*As suas tarefas*.
1. Segundo o texto sobre a CASA-CE, durante quantos anos foi Lindo Bernardo Tito deputado do PRS?
2. Liste, copiando-as na íntegra, todas as linhas que contêm a palavra "white".

*Bloco de texto*.
Os dilemas da CASA-CE
O acórdão n.º 497/2018 do Tribunal Constitucional acaba de destapar os dilemas em que a CASA-CE se encontrava desde a sua criação em 2012 e que o seu líder, Abel Chivukuvuku, tentou solucionar ao longo dos últimos anos sem sucesso.
A CASA-CE foi formalmente criada como coligação de quatro partidos políticos - PADDA (Aliança Patriótica), PALMA (Partido de Aliança Livre de Maioria Angolana), PNSA (Partido Nacional de Salvação de Angola) e PPA (Partido Pacífico Angolano), que sobreviveram às eleições de 2008, mas sem grande expressão política. A plataforma nasceu tendo como maior capital político figuras sem filiação partidária, mas que, na base de um acordo de cavalheiros, se perfilaram na primeira linha, dando rosto ao projecto: Abel Chivukuvuku - o principal arquitecto e impulsionador -, que tinha acabado de abandonar uma militância de mais de três décadas na UNITA, André Gaspar Mendes de Carvalho “Miau”, filho de um histórico do MPLA, que acabava de abdicar de um cargo de chefia no Ministério da Defesa, e Lindo Bernardo Tito, deputado do PRS durante 16 anos, que abandonou o partido por divergências com a liderança. Estes, e outras figuras conhecidas, mobilizaram milhares de cidadãos na mesma condição (sem filiação partidária), em todo o país, ingressando directamente na coligação, como “militantes”.

*Linhas em excerto*.
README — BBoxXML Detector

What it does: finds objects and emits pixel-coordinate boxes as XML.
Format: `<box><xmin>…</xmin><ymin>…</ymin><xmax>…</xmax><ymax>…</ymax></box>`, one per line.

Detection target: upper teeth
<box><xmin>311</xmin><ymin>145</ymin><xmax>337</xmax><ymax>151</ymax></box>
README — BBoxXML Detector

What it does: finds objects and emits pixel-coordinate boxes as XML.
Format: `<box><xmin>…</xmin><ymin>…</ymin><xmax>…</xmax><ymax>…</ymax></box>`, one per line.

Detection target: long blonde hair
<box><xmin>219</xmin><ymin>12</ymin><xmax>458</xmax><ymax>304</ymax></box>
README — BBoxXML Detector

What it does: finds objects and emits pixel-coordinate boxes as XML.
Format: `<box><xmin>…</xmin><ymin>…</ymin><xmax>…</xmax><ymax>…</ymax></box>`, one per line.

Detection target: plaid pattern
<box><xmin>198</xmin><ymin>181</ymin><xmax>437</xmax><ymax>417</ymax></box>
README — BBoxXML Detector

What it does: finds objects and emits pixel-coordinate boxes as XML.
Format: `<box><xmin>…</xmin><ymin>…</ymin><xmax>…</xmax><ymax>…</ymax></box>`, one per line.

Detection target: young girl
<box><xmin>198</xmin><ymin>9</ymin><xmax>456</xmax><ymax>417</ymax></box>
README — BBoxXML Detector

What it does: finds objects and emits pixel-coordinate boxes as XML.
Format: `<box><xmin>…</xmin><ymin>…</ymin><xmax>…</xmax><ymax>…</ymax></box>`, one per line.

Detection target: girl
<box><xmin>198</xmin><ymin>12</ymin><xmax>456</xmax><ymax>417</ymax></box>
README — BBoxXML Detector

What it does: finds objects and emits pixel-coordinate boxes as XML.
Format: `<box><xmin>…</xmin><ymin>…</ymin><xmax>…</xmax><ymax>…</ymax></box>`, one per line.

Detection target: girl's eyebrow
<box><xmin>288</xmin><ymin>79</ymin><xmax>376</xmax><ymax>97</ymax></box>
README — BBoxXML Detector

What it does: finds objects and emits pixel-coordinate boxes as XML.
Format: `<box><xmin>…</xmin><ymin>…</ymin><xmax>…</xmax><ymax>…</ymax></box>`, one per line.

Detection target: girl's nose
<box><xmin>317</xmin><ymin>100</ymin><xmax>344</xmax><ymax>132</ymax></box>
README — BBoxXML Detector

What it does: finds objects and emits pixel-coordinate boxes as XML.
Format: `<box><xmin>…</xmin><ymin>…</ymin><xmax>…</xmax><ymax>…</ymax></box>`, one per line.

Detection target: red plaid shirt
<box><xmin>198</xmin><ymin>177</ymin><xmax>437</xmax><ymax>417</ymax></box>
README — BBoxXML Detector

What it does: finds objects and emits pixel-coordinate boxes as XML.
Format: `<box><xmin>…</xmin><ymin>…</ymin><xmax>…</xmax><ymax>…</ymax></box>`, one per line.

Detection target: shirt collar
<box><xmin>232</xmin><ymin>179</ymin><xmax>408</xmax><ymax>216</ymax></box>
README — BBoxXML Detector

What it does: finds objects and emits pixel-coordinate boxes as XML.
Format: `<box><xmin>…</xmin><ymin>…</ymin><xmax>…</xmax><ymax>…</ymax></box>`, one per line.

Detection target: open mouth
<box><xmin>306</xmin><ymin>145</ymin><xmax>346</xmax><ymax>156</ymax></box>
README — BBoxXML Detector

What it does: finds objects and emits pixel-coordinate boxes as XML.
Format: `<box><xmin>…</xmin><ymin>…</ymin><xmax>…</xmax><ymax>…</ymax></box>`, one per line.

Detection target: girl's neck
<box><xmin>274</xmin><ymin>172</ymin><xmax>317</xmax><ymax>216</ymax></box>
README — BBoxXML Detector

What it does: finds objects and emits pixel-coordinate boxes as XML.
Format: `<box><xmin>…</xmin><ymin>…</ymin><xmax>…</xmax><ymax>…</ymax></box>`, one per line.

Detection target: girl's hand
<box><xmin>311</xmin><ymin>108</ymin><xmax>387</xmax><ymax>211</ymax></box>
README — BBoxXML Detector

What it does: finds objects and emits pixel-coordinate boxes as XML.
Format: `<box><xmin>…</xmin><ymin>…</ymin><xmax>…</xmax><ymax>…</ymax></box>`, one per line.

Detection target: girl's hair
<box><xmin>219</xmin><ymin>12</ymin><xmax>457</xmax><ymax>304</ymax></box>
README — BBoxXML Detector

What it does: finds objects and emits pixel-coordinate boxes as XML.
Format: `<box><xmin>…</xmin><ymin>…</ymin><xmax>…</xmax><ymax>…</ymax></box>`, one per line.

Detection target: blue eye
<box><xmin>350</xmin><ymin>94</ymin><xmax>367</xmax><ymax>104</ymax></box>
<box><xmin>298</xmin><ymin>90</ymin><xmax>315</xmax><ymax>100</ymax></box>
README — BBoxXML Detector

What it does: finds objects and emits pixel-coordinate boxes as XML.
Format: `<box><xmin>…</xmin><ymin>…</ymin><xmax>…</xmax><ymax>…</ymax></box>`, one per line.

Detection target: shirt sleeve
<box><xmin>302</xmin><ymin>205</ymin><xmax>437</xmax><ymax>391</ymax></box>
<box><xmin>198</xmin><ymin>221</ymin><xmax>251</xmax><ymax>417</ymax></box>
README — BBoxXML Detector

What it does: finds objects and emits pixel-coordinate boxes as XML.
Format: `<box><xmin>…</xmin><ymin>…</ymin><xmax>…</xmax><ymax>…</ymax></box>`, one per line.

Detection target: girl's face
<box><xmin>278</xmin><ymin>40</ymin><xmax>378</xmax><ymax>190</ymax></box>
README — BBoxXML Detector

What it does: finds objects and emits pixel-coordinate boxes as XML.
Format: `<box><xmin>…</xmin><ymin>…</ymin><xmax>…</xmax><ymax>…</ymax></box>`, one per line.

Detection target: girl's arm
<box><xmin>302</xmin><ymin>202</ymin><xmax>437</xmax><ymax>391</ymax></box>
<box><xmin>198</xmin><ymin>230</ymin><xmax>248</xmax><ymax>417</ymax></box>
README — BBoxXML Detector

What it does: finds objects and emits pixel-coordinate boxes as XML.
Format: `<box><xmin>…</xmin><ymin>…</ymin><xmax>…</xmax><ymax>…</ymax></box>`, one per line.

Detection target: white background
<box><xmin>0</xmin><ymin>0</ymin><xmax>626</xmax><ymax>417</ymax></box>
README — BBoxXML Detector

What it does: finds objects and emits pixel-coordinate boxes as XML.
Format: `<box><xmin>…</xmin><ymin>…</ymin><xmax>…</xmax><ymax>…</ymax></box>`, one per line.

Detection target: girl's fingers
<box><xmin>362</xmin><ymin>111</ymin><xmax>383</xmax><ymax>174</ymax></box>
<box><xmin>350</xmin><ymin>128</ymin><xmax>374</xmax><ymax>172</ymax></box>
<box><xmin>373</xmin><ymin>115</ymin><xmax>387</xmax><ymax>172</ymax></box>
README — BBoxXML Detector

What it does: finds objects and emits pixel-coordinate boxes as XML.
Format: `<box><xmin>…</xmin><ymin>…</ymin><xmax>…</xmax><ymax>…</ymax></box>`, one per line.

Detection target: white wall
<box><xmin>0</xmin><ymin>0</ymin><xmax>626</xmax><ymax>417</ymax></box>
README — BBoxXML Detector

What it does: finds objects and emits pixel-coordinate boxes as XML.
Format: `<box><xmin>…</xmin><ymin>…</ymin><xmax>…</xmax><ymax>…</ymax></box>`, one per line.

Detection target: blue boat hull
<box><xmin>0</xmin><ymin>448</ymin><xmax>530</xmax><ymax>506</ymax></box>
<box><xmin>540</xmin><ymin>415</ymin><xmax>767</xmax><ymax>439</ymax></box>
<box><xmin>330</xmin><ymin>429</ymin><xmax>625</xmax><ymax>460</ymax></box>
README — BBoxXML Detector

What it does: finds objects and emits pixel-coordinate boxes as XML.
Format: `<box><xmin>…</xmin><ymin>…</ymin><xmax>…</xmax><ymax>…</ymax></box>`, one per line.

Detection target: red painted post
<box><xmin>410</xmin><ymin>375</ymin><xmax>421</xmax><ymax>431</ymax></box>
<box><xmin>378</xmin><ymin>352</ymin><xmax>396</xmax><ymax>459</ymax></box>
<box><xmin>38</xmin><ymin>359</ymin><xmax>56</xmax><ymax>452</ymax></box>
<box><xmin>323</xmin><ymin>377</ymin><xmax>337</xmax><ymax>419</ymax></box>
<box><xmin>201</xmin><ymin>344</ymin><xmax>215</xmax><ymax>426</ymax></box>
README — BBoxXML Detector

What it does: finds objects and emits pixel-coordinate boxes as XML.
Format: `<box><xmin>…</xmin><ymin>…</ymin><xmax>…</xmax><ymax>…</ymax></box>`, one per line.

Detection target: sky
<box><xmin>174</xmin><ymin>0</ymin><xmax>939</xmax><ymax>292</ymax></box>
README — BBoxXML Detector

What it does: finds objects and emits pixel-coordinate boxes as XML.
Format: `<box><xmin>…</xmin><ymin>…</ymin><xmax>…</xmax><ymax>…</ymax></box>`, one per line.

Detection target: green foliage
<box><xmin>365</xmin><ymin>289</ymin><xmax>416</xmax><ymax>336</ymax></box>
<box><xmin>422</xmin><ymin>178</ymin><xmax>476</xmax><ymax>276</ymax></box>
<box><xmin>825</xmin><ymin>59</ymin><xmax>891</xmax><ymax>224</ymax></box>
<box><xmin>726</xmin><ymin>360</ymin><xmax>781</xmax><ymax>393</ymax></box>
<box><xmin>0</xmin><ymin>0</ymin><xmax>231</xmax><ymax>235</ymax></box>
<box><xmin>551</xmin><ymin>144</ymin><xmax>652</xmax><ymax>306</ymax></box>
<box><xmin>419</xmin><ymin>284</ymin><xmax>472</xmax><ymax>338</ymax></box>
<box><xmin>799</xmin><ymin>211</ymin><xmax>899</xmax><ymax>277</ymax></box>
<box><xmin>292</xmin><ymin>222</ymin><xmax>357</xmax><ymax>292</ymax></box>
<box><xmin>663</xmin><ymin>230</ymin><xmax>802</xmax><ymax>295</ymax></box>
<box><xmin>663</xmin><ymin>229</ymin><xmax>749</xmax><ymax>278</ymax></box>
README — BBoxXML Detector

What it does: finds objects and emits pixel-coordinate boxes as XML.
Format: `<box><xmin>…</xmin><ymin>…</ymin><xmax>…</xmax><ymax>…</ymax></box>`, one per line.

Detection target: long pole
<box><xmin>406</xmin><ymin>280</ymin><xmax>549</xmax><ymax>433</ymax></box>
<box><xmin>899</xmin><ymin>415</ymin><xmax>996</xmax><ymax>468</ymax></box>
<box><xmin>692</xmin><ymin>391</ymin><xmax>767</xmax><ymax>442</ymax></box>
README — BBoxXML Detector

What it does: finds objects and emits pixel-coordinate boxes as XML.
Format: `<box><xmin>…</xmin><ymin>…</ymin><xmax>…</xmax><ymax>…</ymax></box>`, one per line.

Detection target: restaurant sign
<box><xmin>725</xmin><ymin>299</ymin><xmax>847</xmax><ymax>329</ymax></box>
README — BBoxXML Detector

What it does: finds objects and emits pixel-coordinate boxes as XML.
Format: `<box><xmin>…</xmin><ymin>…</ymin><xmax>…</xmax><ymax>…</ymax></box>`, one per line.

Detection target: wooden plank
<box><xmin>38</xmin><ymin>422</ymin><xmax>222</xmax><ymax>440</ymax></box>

*Soluções*.
1. Durante 16 anos.

2.
Detection target: white background
Detection target: white wall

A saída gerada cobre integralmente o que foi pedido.